• Requirement:
Rewrite the entries below, replacing "put one dot on every instance of" with "mark each occurrence of" and leaving everything else unchanged.

• Records from a data source:
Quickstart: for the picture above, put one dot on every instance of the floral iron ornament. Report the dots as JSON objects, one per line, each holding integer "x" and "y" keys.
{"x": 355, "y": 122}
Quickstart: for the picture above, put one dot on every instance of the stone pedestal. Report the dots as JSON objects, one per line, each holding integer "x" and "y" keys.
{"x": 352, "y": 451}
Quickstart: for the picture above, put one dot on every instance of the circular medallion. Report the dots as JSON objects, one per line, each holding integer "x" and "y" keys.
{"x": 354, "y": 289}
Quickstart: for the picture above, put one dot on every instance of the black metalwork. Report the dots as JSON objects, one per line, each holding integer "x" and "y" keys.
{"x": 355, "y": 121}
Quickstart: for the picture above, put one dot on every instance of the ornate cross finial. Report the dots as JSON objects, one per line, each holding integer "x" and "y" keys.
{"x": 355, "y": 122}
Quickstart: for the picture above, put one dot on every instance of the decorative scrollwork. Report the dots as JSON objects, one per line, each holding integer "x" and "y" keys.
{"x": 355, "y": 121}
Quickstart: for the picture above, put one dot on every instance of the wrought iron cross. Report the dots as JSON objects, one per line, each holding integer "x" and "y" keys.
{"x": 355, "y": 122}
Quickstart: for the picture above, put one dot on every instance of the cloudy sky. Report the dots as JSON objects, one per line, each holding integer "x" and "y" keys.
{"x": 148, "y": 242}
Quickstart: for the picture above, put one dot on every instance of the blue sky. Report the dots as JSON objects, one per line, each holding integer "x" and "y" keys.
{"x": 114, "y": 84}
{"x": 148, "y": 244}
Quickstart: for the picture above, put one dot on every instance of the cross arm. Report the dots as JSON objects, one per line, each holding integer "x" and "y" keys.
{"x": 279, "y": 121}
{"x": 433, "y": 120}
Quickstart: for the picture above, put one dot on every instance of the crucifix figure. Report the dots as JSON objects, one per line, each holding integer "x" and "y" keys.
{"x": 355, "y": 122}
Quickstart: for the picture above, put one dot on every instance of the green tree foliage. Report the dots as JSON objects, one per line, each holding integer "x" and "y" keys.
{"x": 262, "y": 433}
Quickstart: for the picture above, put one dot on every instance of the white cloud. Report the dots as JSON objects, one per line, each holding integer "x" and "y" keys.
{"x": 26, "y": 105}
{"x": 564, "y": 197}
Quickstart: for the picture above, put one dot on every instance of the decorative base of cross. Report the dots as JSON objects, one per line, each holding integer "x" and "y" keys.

• Full answer:
Quickstart: for the picture above, mark each occurrence of the floral iron ornament. Report the dots as JSON objects, one per line, each holding integer "x" and "y" keys.
{"x": 355, "y": 122}
Quickstart: for the picture above, mark each occurrence of the stone pedestal. Report the dots as JSON objects, one per line, each holding integer "x" and "y" keys.
{"x": 352, "y": 451}
Quickstart: for the picture above, mark each occurrence of the circular medallion. Report the dots as JSON objects, one per line, each holding integer "x" and "y" keys.
{"x": 354, "y": 289}
Quickstart: for the picture above, mark each occurrence of the black metalwork. Report the dots as JSON objects, one per line, each holding integer "x" and "y" keys.
{"x": 355, "y": 121}
Quickstart: for the picture above, mark each occurrence of the ornate cross finial. Report the dots as JSON objects, one per line, each holding integer "x" and "y" keys.
{"x": 355, "y": 122}
Quickstart: for the picture above, mark each occurrence of the decorative scrollwork. Report the dots as JSON objects, one per line, each holding integer "x" and "y" keys.
{"x": 355, "y": 121}
Quickstart: for the picture above, mark each occurrence of the wrought iron cross. Report the dots as JSON objects, one per line, each holding integer "x" and "y" keys.
{"x": 355, "y": 122}
Quickstart: for the picture above, mark each occurrence of the cloudy sky. Report the dots as JSON objects, one per line, each holding integer "x" and "y" keys.
{"x": 148, "y": 242}
Quickstart: for the picture above, mark each occurrence of the blue sky. Report the dots as JSON objects, one per line, each holding integer "x" and "y" keys.
{"x": 114, "y": 84}
{"x": 148, "y": 244}
Quickstart: for the picture above, mark each occurrence of the cross arm. Report the dots as JSON objects, one per line, each holding integer "x" and "y" keys.
{"x": 279, "y": 121}
{"x": 433, "y": 120}
Quickstart: for the picture above, mark each occurrence of the crucifix figure. Report the dots as JSON objects, one per line, each holding integer "x" and "y" keys.
{"x": 355, "y": 122}
Quickstart: for the picture above, mark each occurrence of the green tree foliage. Report the dots as JSON objects, one per line, each holding integer "x" and "y" keys.
{"x": 262, "y": 433}
Quickstart: for the picture above, mark each occurrence of the white cloud. Report the dots as JSON objects, one per line, each holding integer "x" and "y" keys.
{"x": 26, "y": 105}
{"x": 564, "y": 197}
Quickstart: for the picture above, mark each occurrence of the decorative base of cross. Report the dots as JSON objects, one per line, each holding integer "x" and "y" keys.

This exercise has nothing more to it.